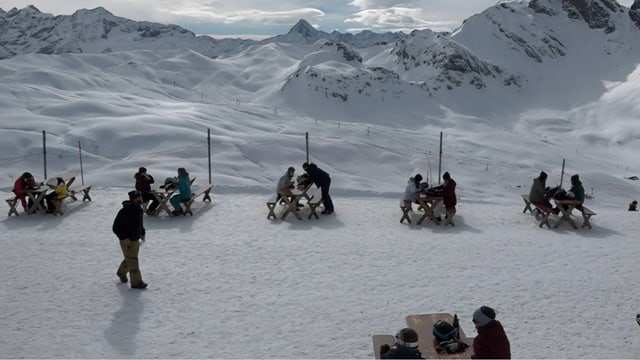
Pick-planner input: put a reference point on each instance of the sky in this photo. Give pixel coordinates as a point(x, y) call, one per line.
point(256, 18)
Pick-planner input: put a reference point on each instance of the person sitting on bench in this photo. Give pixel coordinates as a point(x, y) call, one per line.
point(406, 346)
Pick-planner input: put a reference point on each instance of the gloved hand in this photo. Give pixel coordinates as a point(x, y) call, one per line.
point(384, 349)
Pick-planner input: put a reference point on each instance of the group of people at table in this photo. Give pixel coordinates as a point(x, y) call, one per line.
point(416, 188)
point(28, 191)
point(541, 195)
point(313, 175)
point(490, 343)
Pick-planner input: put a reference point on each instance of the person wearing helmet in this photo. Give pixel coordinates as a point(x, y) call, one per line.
point(59, 192)
point(24, 183)
point(406, 346)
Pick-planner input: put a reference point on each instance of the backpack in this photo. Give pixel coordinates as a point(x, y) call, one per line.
point(444, 331)
point(451, 347)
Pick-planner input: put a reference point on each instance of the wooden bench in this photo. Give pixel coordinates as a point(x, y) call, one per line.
point(423, 325)
point(203, 190)
point(405, 212)
point(313, 203)
point(542, 214)
point(379, 340)
point(13, 204)
point(84, 189)
point(271, 205)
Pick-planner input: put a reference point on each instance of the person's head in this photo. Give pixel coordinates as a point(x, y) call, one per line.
point(408, 338)
point(417, 179)
point(483, 316)
point(575, 179)
point(135, 196)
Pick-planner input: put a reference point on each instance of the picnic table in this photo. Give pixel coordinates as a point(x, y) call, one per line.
point(428, 203)
point(423, 325)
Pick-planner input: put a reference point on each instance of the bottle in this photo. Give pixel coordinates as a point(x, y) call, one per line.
point(456, 325)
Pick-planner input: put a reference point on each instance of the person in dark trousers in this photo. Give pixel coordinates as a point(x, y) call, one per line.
point(143, 184)
point(322, 180)
point(129, 228)
point(449, 198)
point(406, 346)
point(491, 342)
point(537, 194)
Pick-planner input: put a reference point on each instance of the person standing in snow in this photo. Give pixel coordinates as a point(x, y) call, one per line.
point(537, 194)
point(492, 341)
point(129, 228)
point(322, 180)
point(449, 198)
point(184, 187)
point(143, 184)
point(414, 187)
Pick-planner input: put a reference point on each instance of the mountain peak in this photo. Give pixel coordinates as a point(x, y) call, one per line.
point(303, 28)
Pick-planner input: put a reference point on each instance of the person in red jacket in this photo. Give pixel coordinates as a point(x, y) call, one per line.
point(492, 341)
point(23, 183)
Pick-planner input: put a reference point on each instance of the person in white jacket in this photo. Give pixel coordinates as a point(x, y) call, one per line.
point(412, 190)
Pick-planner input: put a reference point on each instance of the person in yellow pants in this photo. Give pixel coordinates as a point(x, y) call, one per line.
point(129, 228)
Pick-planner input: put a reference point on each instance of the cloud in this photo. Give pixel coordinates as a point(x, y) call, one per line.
point(398, 19)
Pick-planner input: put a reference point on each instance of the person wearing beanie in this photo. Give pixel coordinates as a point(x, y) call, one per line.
point(412, 190)
point(129, 228)
point(537, 194)
point(449, 198)
point(322, 180)
point(406, 346)
point(143, 184)
point(492, 341)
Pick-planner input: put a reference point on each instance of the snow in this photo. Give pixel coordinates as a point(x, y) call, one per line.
point(228, 283)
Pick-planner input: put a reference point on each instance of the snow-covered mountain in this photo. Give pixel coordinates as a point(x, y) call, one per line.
point(520, 52)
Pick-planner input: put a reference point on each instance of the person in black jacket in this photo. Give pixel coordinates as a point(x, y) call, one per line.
point(406, 346)
point(129, 228)
point(143, 184)
point(322, 180)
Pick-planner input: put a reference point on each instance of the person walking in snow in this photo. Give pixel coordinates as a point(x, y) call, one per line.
point(184, 187)
point(413, 189)
point(129, 228)
point(537, 194)
point(492, 341)
point(322, 180)
point(449, 198)
point(143, 184)
point(406, 346)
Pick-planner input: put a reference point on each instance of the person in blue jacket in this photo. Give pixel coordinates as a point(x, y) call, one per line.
point(184, 186)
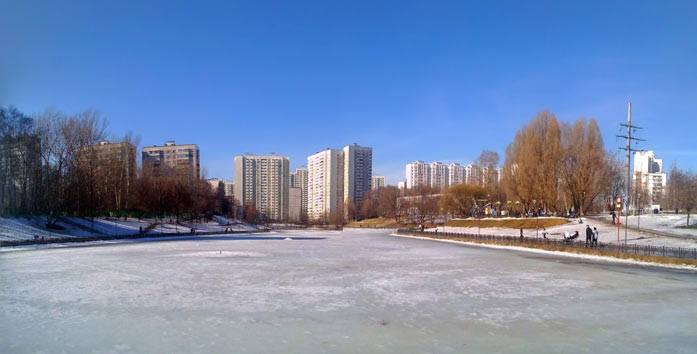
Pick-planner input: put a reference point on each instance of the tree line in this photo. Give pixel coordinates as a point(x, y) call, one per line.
point(51, 165)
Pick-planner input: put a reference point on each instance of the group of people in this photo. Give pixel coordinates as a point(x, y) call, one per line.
point(591, 236)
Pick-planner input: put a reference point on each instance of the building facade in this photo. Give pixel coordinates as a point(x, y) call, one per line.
point(325, 184)
point(438, 175)
point(172, 160)
point(473, 174)
point(298, 179)
point(294, 205)
point(358, 173)
point(417, 173)
point(649, 175)
point(263, 181)
point(456, 174)
point(378, 182)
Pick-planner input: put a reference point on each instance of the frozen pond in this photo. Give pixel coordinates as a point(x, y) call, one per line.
point(353, 291)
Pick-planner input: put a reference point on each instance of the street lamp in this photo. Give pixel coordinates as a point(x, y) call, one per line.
point(537, 228)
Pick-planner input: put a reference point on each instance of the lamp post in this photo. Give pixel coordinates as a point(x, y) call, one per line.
point(537, 228)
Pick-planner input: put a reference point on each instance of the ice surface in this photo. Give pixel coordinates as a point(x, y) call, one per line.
point(353, 291)
point(607, 231)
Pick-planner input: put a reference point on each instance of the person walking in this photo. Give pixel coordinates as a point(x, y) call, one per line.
point(595, 237)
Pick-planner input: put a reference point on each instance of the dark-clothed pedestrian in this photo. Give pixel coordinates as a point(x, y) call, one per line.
point(595, 237)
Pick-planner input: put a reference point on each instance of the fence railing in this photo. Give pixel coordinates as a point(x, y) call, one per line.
point(74, 239)
point(647, 250)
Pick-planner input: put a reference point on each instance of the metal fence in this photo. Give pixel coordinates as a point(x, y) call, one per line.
point(647, 250)
point(73, 239)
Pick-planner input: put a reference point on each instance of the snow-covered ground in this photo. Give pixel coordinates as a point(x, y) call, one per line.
point(353, 291)
point(607, 231)
point(669, 223)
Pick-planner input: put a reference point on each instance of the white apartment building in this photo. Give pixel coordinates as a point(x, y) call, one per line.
•••••
Set down every entry above word for word, leaving out the pictures.

**FINAL RESULT**
Pick-planner input: put a reference point on each instance of the sky in this photo. Give pixel coordinates as a point(x, y) call, one per line.
point(256, 18)
Pick-planner input: put a reference point on each instance of the person sitting on bench in this photo. Give pixel coordinates as a point(x, y) call, one per line.
point(406, 346)
Pick-planner input: put a reference point on each instance of the gloved hand in this photo. Give pixel coordinates as a point(x, y) call, one per line.
point(384, 349)
Pick-planner input: put a reference point on each instance of the group of people at table in this photo. Give pixel coordinates as a point(x, y) call, one per line.
point(416, 188)
point(28, 191)
point(541, 195)
point(313, 175)
point(490, 343)
Pick-planner input: put a reference point on each instance of the person wearing helmet in this photo. Give pixel coordinates as a point(x, y) call, one per line.
point(59, 192)
point(24, 183)
point(406, 346)
Pick-planner input: put a reference point on each instance of the backpack in this photo. Give pixel coordinates as a point(x, y) call, one per line.
point(444, 331)
point(451, 347)
Pick-planner input: put a reference point on each instance of the wooden bench in this photo. Give pixel coordinates as a point(x, y) call, one per line.
point(423, 325)
point(203, 190)
point(405, 212)
point(313, 203)
point(542, 214)
point(379, 340)
point(13, 204)
point(84, 189)
point(271, 205)
Pick-planner input: put a reference point on each instance of the person's head in this photo. Give pixel coordinates as a point(x, y) call, one per line.
point(408, 338)
point(417, 179)
point(483, 316)
point(575, 179)
point(135, 196)
Pick-planner input: put a reference point on each instance of the picnic table in this photo. Give pixel coordinates as a point(x, y) call, one per line.
point(428, 203)
point(423, 325)
Pick-planner input: put a reference point on each instance of the bottle in this photo. Give pixel coordinates as a point(x, y) call, one per line.
point(456, 325)
Pick-planner input: put a reference point on each instance of the person in dark trousers in this photo. Give pixel coordinates as a point(x, y) call, one per line.
point(143, 184)
point(322, 180)
point(129, 228)
point(449, 198)
point(406, 346)
point(491, 342)
point(537, 194)
Pick-planner input: put a reference point on each instance of the person standing in snow in this photo. Give pixel coordinates as a point(x, y) call, one per line.
point(537, 194)
point(492, 341)
point(129, 228)
point(322, 180)
point(449, 198)
point(184, 187)
point(143, 184)
point(414, 187)
Pick-planner input: put a reference point on each instance of the mountain peak in this photo. Give pixel coordinates as a point(x, y) call, one per line.
point(303, 28)
Pick-planner input: put a reference point on each instance of the person in red jacket in this photo. Give pixel coordinates as a point(x, y) call, one per line.
point(492, 341)
point(23, 183)
Pick-planner input: put a reference point on each instance of the person in white jacket in this photo. Give pixel coordinates as a point(x, y) call, one per line.
point(412, 190)
Pick-planner input: put a reference point on each instance of the person in yellow pants in this photo. Give pixel coordinates as a point(x, y) call, one per line.
point(129, 228)
Pick-planner input: put a reference point on each instance of the cloud in this photo. Give pixel coordinates as a point(x, y) call, one per line.
point(398, 19)
Pick-planner input: put a reference point on each instance of the person wearing beanie in this photo. Give pixel coordinates as a point(x, y) call, one per line.
point(412, 190)
point(129, 228)
point(537, 194)
point(449, 198)
point(322, 180)
point(406, 346)
point(143, 184)
point(492, 341)
Pick-planner input: put a reference point on each instance of the snow in this photo. Give pixel coordinates as a point(x, y) call, one per line.
point(228, 283)
Pick-planner input: put a reference point on each instance of the snow-covered mountain in this photo. Give pixel coordinates as a point(x, y) call, one per line.
point(520, 52)
Pick-planner input: put a reference point on each instance of the person in black jacket in this photo. Give pixel coordinates as a point(x, y) call, one per line.
point(406, 346)
point(129, 228)
point(143, 184)
point(322, 180)
Pick-planner input: put a reference point on each instance of the person walking in snow in this photo. Give pixel coordinates as a point(x, y) call, one per line.
point(184, 187)
point(413, 189)
point(129, 228)
point(537, 194)
point(492, 341)
point(322, 180)
point(449, 198)
point(143, 184)
point(406, 346)
Pick-planner input: put a reference point on each instance of the person in blue jacket in this photo. Give pixel coordinates as a point(x, y) call, one per line.
point(184, 186)
Pick-planner input: put a reference point on each instance of the tree line in this photo. Give pixel coordinates as a point(x, y) call, one per line.
point(51, 165)
Pick-planner input: put a reference point on each instance of the group of people in this photo. Give pixel coordinates as a point(x, y) call, one per line.
point(591, 236)
Pick-planner input: put a reference point on each instance of the building facade in this photo. Give pixel coordinates as a point(x, y) call, one per line.
point(325, 184)
point(438, 175)
point(172, 160)
point(473, 174)
point(298, 179)
point(294, 205)
point(358, 173)
point(417, 173)
point(649, 175)
point(263, 181)
point(456, 174)
point(378, 182)
Pick-planner input: put a reference point on each instance of the frozen pond in this photo. Give pixel coordinates as a point(x, y) call, one per line.
point(353, 291)
Pick-planner input: put a reference point on each instance of the street lamp in this photo. Give pixel coordinates as a point(x, y) call, one per line.
point(537, 228)
Pick-planner input: put a reference point on each instance of the lamp post in this photo. Give pixel coordinates as a point(x, y) call, one per line.
point(537, 228)
Pick-planner input: put a reference point on each instance of the ice surface in this photo. Give pixel coordinates as a point(x, y) call, one per line.
point(353, 291)
point(607, 231)
Pick-planner input: put a reference point on each instance of the person walking in this photo. Give pixel coordinates as a point(x, y) call, one per line.
point(595, 237)
Pick-planner input: put a reference point on each instance of the dark-clothed pedestrian in this photo. Give pixel coordinates as a point(x, y) call, one per line.
point(595, 237)
Pick-planner input: put a reference point on each instance of the fence railing in this photo. Give pixel coordinates as a point(x, y) call, one per line.
point(74, 239)
point(647, 250)
Pick-planner input: put a reference point on each instance of the metal fence in this photo. Give pixel coordinates as a point(x, y) call, one per line.
point(647, 250)
point(73, 239)
Pick-planner input: put a reference point on each instance of the snow-covered ground in this photo. Give pixel coordinates as a point(x, y) call, one per line.
point(353, 291)
point(607, 231)
point(669, 223)
Pick-planner input: put a reference point on each instance of the white apartment building in this photo. Give pixel coordinates as a point(x, y) call, one per line.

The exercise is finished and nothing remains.